> _Source_:
========================================================================

Craig Sebenik: My first introduction to the web specifically (not the internet) was in graduate school at Brown in 1991. I had been using Gopher for a number of years and I loved Gopher. It was fantastic, but obviously pictures were kind of a pain in Gopher. Maps and things like that were not generally accessible but textual information was really easy to find because of its hierarchical nature.
One of the graduate students I was working with pointed me at this "brand new" thing called the world wide web. It was Mosaic back in the early days, and this was on an educational network.
Amy Tobey: What kind of machine was it?
Craig Sebenik: I was doing computational chemistry so they were all SGIs, even in those days with 19-20” monitors.
It was fantastic. I was used to Gopher and its hierarchical nature. Moving to the web was very, very different. And I said, "You know what? I'm looking for an email address for a friend of mine that I met at an internship a couple years before." The graduate student said, "Okay, what's the URL?" I'm like, "The what?". She said, "I need to know where to start."
In Gopher, you start at the root, you go to education or, in this case, New York and then you go down the chain looking for the right school. At this point, there were no search engines, and you had to know where to start. Looking back at the time, I was hopeful, but I had to say, "This thing sucks." I was not a fan of the web in the early days.
Amy Tobey: Those of us that didn't really experience Gopher never knew that past. I came in late for Gopher. I hit Usenet early and then I basically skipped over Gopher entirely. Almost everybody I've talked to who experienced their formative time on Gopher tends to go, "Yeah this web stuff just kind of sucks by comparison."
Craig Sebenik: Then WebCrawler and AltaVista came out. I'm like, "Oh, yeah. This makes it better." And then the big one hit—not the big one that most people today would think of—and that was Yahoo.
These college kids published essentially all their bookmarks (and this was back when Yahoo was something like cs.standford.edu/yahoo or something like that.) It was like, "This is fantastic." Much like Gopher, it was organized hierarchically.
Amy Tobey: You were in school at this time for computational chemistry, so how the heck did you get from there to index technology?
Craig Sebenik: I was always programming. I was programming on SGIs and then I transferred to University of Michigan and I graduated/dropped out. Whatever. It's all nuance. But I got my Masters from Michigan and I was, "Now I need a job. What do I know how to do?" At that point I didn't know a lot except how to program. The first job I got was actually a backup person. I would go in on Sundays and change the tapes.
That was a part time gig for three to four months. Then in ‘94, I found a mom-and-pop ISP located in Plymouth, Michigan. It's next to me down from Ann Arbor. There were maybe 20 employees and we were doing web design/ISP. We had a bank of modems that people would dial into.
Amy Tobey: I kind of miss that entry point. That's a very different environment to cut your teeth in, compared to what a lot of corporations are like today. The friends of mine that did it described a shop where you could just basically—if you were getting stuff done—do whatever the heck you wanted. Can you talk a little bit about that environment and kind of how it molded how you approach reliability?

========================================================================

> _Recorded data_:
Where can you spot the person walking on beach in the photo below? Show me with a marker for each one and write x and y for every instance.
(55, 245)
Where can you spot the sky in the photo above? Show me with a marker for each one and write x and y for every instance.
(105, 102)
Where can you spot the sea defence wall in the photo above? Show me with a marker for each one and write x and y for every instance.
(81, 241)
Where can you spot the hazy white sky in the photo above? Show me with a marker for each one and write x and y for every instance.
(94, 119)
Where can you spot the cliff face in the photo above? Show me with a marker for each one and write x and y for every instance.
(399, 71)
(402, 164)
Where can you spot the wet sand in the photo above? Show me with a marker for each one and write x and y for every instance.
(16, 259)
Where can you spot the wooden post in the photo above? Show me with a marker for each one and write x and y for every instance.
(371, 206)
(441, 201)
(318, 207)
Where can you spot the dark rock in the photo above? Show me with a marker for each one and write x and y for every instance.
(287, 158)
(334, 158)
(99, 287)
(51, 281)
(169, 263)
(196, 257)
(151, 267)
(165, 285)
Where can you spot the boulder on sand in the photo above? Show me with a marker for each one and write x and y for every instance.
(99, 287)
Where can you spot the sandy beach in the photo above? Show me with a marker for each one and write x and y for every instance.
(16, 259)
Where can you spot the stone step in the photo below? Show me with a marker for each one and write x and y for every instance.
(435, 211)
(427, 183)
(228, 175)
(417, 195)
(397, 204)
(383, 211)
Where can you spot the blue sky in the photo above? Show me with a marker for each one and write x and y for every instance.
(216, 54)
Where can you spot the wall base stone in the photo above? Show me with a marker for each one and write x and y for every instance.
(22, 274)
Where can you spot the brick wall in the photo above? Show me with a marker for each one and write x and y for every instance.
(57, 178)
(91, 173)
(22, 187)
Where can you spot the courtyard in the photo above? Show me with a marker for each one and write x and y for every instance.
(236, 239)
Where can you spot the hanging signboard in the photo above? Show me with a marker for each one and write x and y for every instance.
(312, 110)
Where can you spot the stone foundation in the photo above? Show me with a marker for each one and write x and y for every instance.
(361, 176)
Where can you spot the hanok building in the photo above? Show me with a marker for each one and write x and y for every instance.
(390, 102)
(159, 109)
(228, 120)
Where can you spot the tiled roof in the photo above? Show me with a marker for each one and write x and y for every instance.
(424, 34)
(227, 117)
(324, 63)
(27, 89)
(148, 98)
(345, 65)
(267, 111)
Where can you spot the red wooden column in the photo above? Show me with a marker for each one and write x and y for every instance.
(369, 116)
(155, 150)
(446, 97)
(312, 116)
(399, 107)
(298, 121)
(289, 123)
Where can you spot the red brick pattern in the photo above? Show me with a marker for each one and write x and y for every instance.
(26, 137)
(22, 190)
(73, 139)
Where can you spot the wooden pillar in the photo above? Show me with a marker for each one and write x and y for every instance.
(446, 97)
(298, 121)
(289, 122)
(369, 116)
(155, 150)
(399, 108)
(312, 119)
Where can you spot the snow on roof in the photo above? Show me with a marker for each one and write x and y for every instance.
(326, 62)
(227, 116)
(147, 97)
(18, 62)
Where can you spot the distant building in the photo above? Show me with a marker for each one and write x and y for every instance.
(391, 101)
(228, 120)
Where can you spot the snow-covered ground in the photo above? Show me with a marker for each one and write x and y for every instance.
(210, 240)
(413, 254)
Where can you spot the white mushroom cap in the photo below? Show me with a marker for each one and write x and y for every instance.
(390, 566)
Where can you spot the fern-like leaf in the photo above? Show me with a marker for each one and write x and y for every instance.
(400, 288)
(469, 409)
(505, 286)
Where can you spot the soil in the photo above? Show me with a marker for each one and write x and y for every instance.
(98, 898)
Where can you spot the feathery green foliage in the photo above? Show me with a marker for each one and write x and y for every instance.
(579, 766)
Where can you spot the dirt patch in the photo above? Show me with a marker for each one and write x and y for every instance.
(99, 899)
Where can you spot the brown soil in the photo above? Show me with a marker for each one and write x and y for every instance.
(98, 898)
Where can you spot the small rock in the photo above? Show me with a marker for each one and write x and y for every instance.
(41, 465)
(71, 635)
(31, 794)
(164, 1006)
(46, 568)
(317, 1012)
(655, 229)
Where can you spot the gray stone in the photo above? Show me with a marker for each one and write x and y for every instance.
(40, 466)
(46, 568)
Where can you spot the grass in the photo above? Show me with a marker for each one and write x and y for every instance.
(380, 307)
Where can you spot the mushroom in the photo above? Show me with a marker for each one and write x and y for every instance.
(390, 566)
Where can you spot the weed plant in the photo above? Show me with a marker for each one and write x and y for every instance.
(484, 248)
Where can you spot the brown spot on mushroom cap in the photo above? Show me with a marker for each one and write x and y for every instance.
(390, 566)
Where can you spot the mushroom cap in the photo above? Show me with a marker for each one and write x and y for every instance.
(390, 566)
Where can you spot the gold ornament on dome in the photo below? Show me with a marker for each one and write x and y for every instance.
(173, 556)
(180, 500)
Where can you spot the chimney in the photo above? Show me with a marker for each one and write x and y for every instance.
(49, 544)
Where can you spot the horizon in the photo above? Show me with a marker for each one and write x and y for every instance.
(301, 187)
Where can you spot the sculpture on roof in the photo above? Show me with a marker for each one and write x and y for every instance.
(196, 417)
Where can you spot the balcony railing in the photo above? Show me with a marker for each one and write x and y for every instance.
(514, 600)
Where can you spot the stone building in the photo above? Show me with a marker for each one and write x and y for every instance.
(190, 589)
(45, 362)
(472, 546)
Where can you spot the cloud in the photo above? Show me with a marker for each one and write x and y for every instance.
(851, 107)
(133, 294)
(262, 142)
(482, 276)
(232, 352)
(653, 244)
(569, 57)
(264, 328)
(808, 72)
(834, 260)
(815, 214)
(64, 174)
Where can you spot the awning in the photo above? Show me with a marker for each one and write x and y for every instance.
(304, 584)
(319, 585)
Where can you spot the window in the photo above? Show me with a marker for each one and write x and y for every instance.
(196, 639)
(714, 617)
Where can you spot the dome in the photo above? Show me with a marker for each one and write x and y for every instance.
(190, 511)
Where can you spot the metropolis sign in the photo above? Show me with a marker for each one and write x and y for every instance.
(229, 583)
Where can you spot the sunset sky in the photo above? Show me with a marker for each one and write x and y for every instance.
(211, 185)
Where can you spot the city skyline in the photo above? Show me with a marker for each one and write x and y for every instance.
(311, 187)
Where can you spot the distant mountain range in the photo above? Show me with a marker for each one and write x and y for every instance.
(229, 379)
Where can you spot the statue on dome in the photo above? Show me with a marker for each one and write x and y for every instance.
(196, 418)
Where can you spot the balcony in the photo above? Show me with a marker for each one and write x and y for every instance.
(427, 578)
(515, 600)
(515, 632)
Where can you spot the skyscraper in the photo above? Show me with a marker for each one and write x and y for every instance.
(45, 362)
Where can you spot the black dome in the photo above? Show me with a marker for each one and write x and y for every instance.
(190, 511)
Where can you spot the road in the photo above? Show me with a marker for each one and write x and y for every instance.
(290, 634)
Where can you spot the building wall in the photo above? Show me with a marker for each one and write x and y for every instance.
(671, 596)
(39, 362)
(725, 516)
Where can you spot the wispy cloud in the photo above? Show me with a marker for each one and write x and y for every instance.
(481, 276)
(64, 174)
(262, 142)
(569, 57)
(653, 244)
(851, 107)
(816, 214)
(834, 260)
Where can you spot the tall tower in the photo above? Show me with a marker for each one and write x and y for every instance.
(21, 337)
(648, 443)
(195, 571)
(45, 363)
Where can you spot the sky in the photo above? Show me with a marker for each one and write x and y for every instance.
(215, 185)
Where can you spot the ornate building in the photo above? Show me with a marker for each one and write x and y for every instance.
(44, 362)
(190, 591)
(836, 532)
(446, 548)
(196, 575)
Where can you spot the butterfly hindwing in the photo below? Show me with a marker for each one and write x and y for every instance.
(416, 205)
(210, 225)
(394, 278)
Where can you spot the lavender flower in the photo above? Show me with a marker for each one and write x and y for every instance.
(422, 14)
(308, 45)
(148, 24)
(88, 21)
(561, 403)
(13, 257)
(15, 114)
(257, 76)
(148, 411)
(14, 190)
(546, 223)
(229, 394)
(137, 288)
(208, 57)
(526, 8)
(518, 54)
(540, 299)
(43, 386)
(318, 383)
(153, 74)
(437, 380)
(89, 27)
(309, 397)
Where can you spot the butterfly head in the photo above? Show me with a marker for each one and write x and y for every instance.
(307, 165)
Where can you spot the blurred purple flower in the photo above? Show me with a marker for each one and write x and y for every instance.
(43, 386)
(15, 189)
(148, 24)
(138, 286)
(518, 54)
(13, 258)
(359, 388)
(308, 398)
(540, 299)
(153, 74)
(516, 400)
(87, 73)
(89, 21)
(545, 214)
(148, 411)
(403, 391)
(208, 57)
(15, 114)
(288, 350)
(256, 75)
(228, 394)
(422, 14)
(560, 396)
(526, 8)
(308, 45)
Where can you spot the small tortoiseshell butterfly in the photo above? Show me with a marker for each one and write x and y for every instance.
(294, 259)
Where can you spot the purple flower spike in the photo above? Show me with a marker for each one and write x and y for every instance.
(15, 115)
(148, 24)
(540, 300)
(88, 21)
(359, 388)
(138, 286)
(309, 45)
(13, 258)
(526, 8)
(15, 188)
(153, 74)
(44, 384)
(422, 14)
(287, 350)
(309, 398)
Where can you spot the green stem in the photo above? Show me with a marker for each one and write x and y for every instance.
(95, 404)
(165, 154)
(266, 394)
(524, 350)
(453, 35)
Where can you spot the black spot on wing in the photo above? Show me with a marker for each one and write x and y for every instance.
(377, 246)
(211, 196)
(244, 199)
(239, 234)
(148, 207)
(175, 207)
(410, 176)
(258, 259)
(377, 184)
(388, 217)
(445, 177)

========================================================================

Resume the interview on Gopher and the early web, picking up directly after its final line.

> _Output for this task_:
Craig Sebenik: One of the big differences in those days was security. Security was not as big of a deal as it is today. You just did the little bit of security that you needed to, and because there were fewer tools, it was more on individuals to write their own little bash scripts. This would have been before things like ADUser were as common as they are today.
So you had to write your own ADUser script that would update the password file, create the home directory, and change permissions on the home directory from a skeleton. It's so funny seeing what exists today. I wrote something exactly like that. Granted it was nowhere near as resilient as they are today. The number of edge cases that a general purpose tool has to deal with is significantly more than your specific scenario where you get a list of names from the sales person. They’d say, "We just signed this account. You need to add these 20 accounts to the main servers." You created a bash script with the current list of 20. You copied that script to all four servers, and you ran the script. You watched it and it was fine. The idea of centralized logging didn't exist, and the idea of metrics didn't exist in the same way.
The number of edge cases that a general purpose tool has to deal with is significantly more than your specific scenario where you get a list of names from the sales person.
Amy Tobey: I mean we didn't even SSH really. There was SAR and rlogin.
Craig Sebenik: We did do a little bit of SSH at the time but mostly it was Telnet.
Amy Tobey: So we're at the late end of the 90s. That's where I started my career. I was a music major. I wasn't making enough progress on my university parts because as a music major usually you get sucked into all of the ensembles, which are usually a credit or two but they usually want four to six hours a week of your time. I was way behind. And then toward the end I thought, "Oh crap. I've got to start making money at some point." ThenI had some realizations about myself and whether I was really suited to teach in high school or middle school. I did half a semester of CS.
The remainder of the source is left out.